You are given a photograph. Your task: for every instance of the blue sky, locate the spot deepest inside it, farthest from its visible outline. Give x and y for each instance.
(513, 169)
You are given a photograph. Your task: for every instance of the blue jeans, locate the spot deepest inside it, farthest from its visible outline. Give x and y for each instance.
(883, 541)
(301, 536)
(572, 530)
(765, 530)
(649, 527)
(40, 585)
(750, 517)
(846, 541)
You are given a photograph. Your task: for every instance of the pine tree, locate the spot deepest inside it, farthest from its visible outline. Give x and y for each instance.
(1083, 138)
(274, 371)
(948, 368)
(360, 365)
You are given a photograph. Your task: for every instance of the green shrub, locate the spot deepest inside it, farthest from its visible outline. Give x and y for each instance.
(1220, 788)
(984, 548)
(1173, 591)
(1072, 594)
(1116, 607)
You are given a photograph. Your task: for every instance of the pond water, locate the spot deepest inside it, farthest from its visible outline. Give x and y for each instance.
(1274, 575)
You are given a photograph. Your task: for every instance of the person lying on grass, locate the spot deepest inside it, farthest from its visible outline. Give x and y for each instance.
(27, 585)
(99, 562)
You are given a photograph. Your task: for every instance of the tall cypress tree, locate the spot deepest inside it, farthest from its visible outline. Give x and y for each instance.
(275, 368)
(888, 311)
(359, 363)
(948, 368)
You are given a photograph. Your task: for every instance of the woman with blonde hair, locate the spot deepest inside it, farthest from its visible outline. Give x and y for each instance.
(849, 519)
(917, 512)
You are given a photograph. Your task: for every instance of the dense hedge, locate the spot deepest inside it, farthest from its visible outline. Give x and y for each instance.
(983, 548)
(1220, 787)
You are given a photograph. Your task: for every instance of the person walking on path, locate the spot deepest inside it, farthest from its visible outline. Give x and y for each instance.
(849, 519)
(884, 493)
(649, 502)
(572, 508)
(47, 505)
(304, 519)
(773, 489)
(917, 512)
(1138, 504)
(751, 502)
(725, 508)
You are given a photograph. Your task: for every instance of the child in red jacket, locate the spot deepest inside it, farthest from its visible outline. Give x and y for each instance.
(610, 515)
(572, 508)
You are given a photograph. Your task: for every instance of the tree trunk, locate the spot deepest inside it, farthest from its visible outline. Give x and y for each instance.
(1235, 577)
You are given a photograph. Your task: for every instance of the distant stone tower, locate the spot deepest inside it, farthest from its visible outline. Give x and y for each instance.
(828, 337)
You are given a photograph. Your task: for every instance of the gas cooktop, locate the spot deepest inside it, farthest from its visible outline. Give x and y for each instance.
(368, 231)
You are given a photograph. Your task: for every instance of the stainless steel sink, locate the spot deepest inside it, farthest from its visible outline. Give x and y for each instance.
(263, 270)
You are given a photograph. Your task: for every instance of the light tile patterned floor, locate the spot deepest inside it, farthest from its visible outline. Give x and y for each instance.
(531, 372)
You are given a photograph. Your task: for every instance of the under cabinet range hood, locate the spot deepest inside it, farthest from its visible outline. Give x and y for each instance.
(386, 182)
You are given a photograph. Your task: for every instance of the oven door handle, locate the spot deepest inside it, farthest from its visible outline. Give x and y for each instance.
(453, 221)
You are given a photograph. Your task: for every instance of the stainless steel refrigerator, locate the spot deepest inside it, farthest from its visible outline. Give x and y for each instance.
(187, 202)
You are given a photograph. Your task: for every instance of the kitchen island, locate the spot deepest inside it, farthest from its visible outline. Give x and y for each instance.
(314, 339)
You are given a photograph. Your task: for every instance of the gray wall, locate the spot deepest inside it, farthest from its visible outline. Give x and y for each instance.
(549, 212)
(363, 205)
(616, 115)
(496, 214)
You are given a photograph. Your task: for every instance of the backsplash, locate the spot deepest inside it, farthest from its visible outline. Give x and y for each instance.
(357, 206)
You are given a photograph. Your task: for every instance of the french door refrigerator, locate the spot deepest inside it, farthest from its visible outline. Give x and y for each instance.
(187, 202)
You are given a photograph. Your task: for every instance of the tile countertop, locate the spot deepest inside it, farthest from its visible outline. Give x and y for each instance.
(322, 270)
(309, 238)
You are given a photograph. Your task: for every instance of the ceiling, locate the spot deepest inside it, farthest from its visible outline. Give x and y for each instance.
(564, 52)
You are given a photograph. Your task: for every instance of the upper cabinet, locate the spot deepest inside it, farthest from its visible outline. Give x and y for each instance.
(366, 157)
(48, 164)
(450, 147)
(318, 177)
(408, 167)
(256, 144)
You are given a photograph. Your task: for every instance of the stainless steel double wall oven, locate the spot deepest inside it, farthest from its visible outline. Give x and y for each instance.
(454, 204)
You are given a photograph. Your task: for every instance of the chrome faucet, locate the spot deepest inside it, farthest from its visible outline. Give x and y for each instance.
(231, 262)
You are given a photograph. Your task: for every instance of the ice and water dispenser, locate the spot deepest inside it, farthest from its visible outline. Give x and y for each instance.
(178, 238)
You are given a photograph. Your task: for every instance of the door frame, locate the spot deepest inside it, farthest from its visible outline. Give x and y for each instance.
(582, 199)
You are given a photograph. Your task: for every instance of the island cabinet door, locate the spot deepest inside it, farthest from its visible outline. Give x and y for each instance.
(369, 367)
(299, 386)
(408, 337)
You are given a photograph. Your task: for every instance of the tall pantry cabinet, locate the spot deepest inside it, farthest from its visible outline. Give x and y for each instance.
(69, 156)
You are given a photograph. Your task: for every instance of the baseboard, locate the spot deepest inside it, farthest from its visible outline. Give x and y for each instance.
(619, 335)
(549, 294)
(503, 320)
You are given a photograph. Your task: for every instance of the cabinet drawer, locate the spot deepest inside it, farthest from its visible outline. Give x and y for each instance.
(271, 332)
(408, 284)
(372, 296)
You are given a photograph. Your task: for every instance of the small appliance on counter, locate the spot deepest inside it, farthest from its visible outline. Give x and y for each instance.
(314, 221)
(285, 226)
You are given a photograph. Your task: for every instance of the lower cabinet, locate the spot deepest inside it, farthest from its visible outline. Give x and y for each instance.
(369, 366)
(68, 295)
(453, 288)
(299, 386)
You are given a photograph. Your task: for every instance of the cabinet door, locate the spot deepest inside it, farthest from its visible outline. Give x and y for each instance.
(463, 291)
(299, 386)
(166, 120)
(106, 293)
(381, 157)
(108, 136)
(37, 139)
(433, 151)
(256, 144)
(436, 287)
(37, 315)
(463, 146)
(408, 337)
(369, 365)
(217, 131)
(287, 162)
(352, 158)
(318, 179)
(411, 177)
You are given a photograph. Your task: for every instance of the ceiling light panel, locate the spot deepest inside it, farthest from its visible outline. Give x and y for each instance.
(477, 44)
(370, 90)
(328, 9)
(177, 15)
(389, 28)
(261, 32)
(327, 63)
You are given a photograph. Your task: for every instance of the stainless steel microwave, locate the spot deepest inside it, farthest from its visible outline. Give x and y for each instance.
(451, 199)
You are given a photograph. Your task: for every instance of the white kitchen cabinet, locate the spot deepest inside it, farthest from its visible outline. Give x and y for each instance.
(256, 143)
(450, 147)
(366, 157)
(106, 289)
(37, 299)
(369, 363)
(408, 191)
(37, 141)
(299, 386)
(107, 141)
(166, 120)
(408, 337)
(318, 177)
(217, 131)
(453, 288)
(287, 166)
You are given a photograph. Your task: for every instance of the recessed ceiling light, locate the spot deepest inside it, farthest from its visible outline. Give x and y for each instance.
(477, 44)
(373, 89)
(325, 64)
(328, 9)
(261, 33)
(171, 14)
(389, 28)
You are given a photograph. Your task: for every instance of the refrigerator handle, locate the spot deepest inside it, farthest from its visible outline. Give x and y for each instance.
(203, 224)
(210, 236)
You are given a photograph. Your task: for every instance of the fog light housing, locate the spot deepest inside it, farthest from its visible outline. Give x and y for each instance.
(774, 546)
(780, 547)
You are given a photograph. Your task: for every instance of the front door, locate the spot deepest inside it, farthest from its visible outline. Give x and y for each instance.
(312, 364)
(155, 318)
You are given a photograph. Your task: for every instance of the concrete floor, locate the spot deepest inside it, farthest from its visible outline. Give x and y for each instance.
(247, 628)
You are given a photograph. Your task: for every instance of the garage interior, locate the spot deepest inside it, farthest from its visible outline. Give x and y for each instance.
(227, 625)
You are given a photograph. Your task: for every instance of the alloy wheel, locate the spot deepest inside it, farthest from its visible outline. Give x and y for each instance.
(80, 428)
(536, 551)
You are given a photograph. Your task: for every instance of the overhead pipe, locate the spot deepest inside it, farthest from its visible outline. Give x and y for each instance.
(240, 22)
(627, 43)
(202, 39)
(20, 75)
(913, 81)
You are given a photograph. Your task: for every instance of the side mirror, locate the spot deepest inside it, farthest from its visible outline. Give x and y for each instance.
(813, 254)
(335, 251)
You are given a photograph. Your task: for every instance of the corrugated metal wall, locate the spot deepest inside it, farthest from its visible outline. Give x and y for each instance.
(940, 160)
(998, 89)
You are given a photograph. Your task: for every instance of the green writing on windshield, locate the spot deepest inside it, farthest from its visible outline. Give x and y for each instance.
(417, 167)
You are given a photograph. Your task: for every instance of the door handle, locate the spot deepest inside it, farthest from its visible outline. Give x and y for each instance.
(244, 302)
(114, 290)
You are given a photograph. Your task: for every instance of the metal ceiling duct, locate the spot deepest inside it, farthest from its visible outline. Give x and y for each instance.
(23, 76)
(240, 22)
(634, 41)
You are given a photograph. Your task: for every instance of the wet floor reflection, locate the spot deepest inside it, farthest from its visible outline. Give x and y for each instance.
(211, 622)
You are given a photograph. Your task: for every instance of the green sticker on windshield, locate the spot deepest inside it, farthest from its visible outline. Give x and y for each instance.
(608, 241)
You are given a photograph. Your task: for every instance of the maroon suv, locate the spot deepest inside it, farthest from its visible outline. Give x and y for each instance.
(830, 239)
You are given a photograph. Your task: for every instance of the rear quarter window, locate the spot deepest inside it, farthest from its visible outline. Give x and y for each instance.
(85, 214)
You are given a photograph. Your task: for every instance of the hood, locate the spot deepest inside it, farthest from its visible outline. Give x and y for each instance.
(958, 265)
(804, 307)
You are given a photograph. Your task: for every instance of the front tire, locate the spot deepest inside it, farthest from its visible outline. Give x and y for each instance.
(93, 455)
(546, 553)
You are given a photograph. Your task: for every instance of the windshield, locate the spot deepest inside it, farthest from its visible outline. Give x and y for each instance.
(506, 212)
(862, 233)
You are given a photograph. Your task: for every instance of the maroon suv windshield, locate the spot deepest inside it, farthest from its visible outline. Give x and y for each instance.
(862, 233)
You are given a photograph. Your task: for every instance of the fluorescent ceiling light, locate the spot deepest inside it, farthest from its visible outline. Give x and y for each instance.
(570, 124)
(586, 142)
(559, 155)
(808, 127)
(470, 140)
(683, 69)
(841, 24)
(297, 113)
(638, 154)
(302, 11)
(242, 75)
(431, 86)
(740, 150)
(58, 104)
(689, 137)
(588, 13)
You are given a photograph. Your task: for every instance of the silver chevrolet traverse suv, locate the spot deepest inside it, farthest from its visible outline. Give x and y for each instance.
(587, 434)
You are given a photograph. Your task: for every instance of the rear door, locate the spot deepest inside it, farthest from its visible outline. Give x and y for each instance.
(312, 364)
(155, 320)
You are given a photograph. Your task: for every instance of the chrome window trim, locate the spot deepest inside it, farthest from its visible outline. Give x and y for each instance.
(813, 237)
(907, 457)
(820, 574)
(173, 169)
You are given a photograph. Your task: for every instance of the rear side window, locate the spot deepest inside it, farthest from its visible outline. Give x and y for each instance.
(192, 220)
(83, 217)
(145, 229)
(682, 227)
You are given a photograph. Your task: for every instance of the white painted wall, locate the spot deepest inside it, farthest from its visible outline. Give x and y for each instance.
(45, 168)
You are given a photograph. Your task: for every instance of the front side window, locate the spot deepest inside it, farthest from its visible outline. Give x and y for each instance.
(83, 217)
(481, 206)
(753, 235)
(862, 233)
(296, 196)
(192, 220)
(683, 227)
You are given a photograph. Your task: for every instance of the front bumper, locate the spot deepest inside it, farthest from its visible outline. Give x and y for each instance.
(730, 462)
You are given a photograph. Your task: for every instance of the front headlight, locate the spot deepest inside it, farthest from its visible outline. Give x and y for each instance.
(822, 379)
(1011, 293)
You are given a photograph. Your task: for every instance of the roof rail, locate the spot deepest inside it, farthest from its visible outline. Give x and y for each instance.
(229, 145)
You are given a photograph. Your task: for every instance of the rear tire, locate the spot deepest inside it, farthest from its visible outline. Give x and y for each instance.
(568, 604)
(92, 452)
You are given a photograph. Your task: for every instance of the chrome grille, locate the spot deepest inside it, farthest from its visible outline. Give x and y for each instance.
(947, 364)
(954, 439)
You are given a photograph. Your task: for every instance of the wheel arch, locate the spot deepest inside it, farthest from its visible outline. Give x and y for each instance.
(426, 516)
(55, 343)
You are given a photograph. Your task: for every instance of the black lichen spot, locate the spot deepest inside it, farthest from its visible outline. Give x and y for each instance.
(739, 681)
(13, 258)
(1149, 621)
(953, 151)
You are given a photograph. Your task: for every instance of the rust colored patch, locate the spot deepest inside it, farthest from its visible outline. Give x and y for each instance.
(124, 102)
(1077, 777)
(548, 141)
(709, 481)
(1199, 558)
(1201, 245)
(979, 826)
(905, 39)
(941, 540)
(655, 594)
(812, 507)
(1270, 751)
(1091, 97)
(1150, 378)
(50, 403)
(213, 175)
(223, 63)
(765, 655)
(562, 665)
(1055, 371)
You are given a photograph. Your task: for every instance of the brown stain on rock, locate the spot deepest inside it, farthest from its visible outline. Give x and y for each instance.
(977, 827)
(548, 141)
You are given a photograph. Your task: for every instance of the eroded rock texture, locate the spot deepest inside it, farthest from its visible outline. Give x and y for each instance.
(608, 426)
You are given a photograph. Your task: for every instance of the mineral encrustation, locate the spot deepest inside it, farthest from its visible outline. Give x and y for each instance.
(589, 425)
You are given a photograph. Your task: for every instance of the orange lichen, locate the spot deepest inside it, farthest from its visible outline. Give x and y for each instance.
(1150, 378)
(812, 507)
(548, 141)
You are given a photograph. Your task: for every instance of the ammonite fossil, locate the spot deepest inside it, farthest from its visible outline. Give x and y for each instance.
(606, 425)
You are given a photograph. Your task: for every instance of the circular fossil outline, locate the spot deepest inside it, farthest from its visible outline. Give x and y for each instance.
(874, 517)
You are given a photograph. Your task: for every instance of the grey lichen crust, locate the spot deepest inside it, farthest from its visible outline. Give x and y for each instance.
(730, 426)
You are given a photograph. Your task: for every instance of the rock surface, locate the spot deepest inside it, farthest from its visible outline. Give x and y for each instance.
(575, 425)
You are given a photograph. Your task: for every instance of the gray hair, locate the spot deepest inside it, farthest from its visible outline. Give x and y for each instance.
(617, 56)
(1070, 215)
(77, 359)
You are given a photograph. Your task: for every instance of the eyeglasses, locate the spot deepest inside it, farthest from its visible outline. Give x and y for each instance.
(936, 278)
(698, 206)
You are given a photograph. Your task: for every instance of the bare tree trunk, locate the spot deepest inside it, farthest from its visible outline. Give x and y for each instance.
++++++
▶ [Problem]: The lines from the one holding "of the eroded" through the end of the listing above are to be written out exactly, both ends included, and no others.

▶ [Written response]:
You are given a photograph. Your task: for every instance of the eroded rock texture, locate the spot deepest inside it, farthest from its visible outline. Give x and y for each instance.
(608, 426)
You are given a photograph. Your task: for every instance of the mineral encrustation, locate the spot deepest inside it, farthest from its visible outline. Give x and y for each instance.
(589, 425)
You are given a photograph. Your task: for every instance of the orange lichen, locate the spot deepest inside it, farthest from its visible outline. Give x and y for each instance.
(1150, 378)
(812, 507)
(548, 141)
You are given a photograph. Your task: for every instance of the ammonite fossil, locate the spot deepest inside it, farthest from its visible outline. Give x and y for each instance.
(606, 425)
You are given a photograph. Your task: for every instance of the circular fossil outline, locate the spot deepest inside it, farthest from its visible outline. Give x and y for each instance.
(874, 517)
You are given a photograph. Your task: for every instance of the grey lichen crust, locate the spot deepest inside it, farthest from its visible outline. Give x and y for each instance.
(730, 426)
You are given a photograph. Your task: for every instance of the rock surface, locate the spot deepest inside it, farthest from its visible outline. Give x and y for each instance.
(575, 425)
You are given a photograph. Your task: for every instance of the gray hair, locate the spot deepest inside it, farthest from its visible outline. Give x and y for each instance.
(617, 56)
(1070, 215)
(77, 359)
You are given a photograph. Your task: for every instance of the eyeglasses, locate the spot deepest inside it, farthest from its visible outline. Give x and y for each instance.
(936, 278)
(698, 206)
You are given a photograph. Your task: for every instance of the bare tree trunk, locate the spot deepest inside it, farthest from its visible outline. Give x and y for each instance.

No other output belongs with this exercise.